▶ _TASK_
Your job is to restate each entry word for word.
· · · · ·
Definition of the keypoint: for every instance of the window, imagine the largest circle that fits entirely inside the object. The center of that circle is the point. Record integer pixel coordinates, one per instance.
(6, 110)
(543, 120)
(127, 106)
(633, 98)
· · · · ·
▶ _RESPONSE AREA_
Definition of the keypoint: for every instance of the window, imagine the largest circle that fits entirely inside the object. The center of that circle is the point. Record integer pixel coordinates, one per instance.
(6, 110)
(543, 120)
(127, 106)
(633, 98)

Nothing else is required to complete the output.